DATA TO PROCESS:
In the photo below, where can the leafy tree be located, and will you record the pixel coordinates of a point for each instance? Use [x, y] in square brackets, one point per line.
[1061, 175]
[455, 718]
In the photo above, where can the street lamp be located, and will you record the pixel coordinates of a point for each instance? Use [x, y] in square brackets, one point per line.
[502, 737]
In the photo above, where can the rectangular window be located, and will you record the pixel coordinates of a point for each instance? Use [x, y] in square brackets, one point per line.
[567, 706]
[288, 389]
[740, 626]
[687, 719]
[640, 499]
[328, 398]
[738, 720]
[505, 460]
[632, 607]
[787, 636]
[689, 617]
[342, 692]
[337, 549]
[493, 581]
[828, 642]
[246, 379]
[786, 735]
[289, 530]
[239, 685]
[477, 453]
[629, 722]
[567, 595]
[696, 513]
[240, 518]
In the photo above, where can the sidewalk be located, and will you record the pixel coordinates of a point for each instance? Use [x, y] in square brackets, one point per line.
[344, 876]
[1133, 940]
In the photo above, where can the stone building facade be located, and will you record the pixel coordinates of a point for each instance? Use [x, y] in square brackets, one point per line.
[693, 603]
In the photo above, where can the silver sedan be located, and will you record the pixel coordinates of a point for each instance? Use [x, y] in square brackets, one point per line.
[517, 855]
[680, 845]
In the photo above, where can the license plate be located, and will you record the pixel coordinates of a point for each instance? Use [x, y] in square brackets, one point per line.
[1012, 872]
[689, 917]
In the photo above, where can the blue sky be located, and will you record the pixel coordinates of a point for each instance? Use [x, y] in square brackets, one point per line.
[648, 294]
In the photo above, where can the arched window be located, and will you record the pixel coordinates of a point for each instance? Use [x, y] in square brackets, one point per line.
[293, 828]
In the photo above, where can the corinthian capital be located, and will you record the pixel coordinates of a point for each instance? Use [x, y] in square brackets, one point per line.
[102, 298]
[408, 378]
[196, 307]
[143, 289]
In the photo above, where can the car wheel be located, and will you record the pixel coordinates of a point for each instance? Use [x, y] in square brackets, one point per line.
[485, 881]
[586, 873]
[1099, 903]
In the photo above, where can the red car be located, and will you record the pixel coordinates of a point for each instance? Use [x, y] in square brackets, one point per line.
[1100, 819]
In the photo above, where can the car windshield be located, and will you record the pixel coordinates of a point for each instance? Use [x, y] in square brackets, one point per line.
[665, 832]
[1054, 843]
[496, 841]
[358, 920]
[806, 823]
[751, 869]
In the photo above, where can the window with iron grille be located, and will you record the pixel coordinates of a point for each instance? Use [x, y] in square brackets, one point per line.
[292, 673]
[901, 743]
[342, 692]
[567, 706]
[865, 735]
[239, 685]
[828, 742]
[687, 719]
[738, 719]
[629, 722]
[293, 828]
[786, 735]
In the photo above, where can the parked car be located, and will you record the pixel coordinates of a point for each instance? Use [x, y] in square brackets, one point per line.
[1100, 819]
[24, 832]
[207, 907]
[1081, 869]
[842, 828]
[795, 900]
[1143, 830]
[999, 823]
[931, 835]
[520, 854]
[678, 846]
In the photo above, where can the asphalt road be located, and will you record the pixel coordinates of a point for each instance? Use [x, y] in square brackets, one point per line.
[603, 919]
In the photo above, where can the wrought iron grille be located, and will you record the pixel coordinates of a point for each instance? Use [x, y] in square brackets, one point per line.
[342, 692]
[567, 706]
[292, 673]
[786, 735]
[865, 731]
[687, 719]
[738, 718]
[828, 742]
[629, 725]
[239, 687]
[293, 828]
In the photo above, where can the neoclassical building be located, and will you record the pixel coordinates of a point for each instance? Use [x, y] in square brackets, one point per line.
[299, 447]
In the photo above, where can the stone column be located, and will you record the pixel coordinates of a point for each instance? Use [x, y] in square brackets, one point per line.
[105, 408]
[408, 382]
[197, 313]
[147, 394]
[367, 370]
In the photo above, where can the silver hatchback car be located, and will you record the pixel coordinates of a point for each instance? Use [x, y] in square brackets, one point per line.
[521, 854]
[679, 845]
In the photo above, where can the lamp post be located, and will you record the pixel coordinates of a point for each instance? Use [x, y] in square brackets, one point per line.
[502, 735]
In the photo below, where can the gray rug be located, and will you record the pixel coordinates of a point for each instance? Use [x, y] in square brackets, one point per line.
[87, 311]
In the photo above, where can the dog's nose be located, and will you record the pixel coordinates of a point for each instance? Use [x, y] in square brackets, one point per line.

WHAT THE EXERCISE ASKS:
Please give the listing again exactly, line for line.

ANSWER BOX:
In the photo below, where can the leafy tree be located, and will you record the pixel coordinates of a point for each instance? Use [x, y] in square brackets, one point per line.
[1061, 175]
[455, 718]
In the photo above, where can the street lamp be located, and will you record the pixel coordinates of a point for each instance? Use [x, y] in square brackets, one point per line.
[502, 737]
In the photo above, where can the rectangular window be located, and will you record the pixel coordinates of a point for each instance? Use [x, y] in square brackets, one point per line.
[567, 706]
[288, 389]
[740, 626]
[687, 719]
[640, 499]
[328, 398]
[738, 720]
[505, 460]
[632, 607]
[787, 636]
[689, 617]
[342, 692]
[337, 549]
[493, 581]
[828, 642]
[246, 379]
[786, 735]
[289, 530]
[239, 685]
[477, 453]
[629, 722]
[567, 595]
[696, 513]
[240, 518]
In the photo above, where can the sidewalk be located, and will you record the pixel coordinates of a point for each instance? Use [x, y] in square brackets, one point per line.
[344, 876]
[1133, 940]
In the photo above, where can the stone building facade be located, and will you record the pixel coordinates of a point for each instance? Use [x, y] in square brackets, one point per line.
[693, 603]
In the photo above, where can the silver sedan be located, and will you record the pixel coordinates of a point for each instance? Use [x, y] in square brackets, one point per line.
[517, 855]
[680, 845]
In the photo above, where can the license plate be located, and will you record the pixel coordinates of a point for each instance? Use [x, y] in square brackets, one point per line.
[1012, 872]
[689, 917]
In the photo above, where can the blue sky be located, and will you record the pixel coordinates of a point for each instance? Use [x, y] in square brackets, one point per line.
[648, 294]
In the photo above, where can the arched window be located, and will you record the pixel coordinates of a point for each instance? Use [x, y] in square brackets, one point per line.
[293, 828]
In the photo above, where can the corinthian capital be located, and will you record the pixel coordinates of a point for each instance? Use [x, y] in square brackets, one point per line.
[102, 298]
[408, 378]
[196, 307]
[143, 289]
In the photo above, where can the car wheel be located, and will you record the pixel coordinates of a point for each instance? Use [x, y] in square brackets, one point per line.
[485, 881]
[586, 873]
[1099, 903]
In the photo above, where can the red car be located, and will you record the pixel coordinates of a point for each instance? Use [x, y] in square brackets, one point per line.
[1100, 819]
In the photo above, where can the car windshield be located, and will you record the pixel coordinates of a point for each instance? Use [x, y] in square brackets, one point per line.
[665, 832]
[1054, 843]
[496, 841]
[358, 920]
[806, 823]
[751, 869]
In the photo above, where can the window with iron grille be located, and will you record the pixel coordinates of a point for each instance? Use [x, y] in square brackets, one point per line.
[292, 673]
[901, 743]
[342, 692]
[567, 706]
[865, 735]
[239, 685]
[828, 742]
[687, 719]
[738, 719]
[629, 722]
[293, 828]
[786, 735]
In the photo above, where can the parked car be located, and will you record the pixel coordinates of a point for each instance? Use [x, y] in square brackets, one point per line.
[1100, 819]
[24, 832]
[207, 907]
[1081, 869]
[842, 828]
[795, 900]
[1143, 830]
[999, 823]
[931, 835]
[520, 854]
[678, 846]
In the photo above, where can the asphalt road be located, and will you record the pixel coordinates of a point for each instance? Use [x, y] in square brackets, one point per line.
[603, 919]
In the photo above, where can the wrought iron grille be located, and will you record the pixel coordinates of a point for each instance? Use [x, y] in square brackets, one point per line.
[342, 692]
[567, 706]
[292, 673]
[786, 735]
[865, 731]
[687, 719]
[738, 718]
[828, 742]
[629, 725]
[239, 687]
[293, 828]
In the photo above, where can the neoclassical building be located, and will you record the pixel coordinates of a point for each instance? Use [x, y] in square brackets, one point per line.
[299, 447]
In the photo above, where can the stone column be located, and will you record the pixel coordinates of a point for each instance? Use [x, y] in square brackets, one point per line.
[105, 408]
[408, 382]
[197, 313]
[147, 394]
[367, 370]
In the photo above, where can the silver hatchback car be located, and will you record the pixel coordinates of a point for each instance? Use [x, y] in square brackets, one point per line.
[521, 854]
[679, 845]
In the photo above, where can the lamp post be located, and will you record the pixel coordinates of a point for each instance? Use [x, y] in square brackets, one point per line.
[502, 735]
In the photo below, where can the gray rug be located, and will you record the pixel coordinates of a point for each instance? Use [x, y] in square brackets, one point per line.
[87, 311]
In the photo above, where can the dog's nose be located, and will you record the pixel coordinates of a point for each instance? Use [x, y] in square brackets, one point per line.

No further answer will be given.